- [WORK REQUIRED] Go through the entries below from the first line and transcribe each one exactly, ending with the line that contains "Query: zeppola pastry".

- [MATERIAL PROVIDED]
------------------------------------------------------------------------
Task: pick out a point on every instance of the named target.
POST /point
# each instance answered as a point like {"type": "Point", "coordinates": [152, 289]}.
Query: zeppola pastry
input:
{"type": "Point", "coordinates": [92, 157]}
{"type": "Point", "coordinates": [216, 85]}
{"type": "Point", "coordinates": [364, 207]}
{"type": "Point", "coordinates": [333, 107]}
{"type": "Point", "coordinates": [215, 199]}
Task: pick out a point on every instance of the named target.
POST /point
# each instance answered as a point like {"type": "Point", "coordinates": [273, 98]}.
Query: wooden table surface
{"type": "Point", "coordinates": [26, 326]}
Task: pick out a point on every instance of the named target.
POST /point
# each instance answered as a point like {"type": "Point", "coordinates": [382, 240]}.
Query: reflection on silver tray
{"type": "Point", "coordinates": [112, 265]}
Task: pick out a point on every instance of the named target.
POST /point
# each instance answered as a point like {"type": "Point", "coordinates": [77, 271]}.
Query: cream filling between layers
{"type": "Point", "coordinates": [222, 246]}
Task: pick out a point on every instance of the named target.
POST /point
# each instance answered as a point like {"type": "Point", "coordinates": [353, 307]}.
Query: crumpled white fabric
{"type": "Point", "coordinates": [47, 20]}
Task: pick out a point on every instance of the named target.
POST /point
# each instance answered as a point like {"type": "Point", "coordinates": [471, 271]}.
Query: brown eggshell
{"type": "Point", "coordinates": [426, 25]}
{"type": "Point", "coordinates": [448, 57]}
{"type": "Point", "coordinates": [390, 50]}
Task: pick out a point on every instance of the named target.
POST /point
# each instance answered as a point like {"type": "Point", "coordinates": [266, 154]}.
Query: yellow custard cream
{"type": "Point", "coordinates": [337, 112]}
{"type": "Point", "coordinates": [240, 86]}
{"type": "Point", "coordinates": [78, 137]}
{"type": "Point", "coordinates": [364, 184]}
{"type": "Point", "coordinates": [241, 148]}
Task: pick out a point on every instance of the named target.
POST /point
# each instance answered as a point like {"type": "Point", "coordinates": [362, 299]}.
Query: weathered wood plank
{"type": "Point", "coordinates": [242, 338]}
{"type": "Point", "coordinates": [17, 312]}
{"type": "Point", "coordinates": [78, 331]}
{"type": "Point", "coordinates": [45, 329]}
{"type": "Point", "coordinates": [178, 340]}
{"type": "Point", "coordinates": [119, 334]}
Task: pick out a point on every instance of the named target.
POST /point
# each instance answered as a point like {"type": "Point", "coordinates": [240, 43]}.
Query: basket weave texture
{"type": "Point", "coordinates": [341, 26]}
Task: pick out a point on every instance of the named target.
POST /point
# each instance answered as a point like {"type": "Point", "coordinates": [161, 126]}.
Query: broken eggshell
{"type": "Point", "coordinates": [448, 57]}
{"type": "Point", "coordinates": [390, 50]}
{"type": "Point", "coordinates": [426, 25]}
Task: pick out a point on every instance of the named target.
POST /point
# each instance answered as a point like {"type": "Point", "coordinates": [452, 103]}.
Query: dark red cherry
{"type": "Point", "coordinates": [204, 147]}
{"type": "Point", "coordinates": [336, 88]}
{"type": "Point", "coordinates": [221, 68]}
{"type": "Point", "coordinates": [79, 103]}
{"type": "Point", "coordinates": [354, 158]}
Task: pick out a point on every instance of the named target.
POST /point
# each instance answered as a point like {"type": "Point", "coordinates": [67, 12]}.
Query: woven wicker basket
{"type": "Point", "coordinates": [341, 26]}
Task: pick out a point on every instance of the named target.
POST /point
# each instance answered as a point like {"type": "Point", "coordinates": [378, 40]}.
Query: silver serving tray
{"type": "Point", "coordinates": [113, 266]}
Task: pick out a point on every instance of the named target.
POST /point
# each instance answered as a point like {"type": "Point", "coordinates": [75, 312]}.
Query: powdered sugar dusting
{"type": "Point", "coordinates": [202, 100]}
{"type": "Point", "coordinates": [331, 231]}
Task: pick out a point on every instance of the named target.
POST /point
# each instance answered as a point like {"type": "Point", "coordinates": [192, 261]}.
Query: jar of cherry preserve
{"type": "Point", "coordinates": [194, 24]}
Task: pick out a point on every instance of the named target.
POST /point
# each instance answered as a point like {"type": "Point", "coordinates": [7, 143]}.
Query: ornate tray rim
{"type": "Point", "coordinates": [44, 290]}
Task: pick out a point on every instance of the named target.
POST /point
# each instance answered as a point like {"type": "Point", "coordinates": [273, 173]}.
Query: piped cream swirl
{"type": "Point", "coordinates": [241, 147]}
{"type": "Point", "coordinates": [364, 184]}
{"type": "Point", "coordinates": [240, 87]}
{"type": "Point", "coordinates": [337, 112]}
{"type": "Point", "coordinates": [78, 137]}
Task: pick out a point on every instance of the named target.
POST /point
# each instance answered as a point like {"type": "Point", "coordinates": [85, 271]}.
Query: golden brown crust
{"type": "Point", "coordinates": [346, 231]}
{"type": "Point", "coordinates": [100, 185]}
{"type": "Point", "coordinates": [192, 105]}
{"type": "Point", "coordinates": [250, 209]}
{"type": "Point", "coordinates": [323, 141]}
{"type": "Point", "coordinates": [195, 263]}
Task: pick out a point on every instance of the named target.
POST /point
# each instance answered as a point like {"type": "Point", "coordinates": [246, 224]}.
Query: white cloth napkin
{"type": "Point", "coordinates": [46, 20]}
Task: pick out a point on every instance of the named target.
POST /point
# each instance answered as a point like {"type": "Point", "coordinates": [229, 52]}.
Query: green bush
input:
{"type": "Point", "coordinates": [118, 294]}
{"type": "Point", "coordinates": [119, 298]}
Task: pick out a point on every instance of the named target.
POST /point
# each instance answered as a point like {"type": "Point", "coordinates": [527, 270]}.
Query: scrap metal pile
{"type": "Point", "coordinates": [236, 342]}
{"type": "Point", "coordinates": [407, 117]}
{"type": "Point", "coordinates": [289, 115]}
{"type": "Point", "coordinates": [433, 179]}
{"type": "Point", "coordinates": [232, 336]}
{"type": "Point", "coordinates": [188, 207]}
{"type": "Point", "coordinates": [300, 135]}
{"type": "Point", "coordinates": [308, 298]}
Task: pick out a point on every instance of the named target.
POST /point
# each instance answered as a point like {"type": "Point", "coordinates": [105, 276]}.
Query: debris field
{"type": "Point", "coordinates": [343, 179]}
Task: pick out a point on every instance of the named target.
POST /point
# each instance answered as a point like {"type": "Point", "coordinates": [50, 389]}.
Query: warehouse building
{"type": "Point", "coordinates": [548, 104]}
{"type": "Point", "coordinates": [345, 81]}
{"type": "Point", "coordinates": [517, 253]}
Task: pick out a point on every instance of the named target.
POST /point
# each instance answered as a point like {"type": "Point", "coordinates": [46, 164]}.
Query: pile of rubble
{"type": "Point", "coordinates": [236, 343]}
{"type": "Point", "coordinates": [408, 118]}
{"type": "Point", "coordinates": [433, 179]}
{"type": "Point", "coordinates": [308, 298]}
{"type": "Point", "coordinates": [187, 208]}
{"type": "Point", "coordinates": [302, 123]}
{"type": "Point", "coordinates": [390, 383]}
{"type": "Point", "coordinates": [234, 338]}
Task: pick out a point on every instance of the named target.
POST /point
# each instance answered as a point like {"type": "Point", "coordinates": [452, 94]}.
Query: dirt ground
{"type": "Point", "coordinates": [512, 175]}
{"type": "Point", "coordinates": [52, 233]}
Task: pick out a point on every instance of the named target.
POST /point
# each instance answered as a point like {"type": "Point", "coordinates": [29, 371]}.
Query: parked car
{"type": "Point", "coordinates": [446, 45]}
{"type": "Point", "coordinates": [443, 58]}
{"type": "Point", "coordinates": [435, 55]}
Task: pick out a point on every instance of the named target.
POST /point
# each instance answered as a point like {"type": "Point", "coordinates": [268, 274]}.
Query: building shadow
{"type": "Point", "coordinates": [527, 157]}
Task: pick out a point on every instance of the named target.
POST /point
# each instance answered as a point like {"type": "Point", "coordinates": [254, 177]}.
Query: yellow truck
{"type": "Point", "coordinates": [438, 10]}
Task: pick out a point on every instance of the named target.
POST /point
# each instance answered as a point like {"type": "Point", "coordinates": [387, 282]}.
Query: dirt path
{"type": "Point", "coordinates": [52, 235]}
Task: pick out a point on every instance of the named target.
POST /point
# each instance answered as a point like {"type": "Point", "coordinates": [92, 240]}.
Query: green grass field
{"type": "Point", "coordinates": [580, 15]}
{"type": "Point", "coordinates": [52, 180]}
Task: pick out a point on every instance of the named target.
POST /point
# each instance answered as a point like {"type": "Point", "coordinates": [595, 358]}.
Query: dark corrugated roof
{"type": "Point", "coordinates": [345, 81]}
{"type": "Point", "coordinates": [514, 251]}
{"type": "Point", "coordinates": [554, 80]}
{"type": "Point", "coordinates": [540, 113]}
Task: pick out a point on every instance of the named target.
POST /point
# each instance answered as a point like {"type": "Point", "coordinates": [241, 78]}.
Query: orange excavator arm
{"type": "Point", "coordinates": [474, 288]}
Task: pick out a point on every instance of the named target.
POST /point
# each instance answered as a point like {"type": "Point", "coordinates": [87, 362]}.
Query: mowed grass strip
------------------------------------------------------------------------
- [SOLUTION BELOW]
Task: pick out a point on every instance of the named target.
POST /point
# each instance answered as a point like {"type": "Point", "coordinates": [152, 289]}.
Query: zeppola pastry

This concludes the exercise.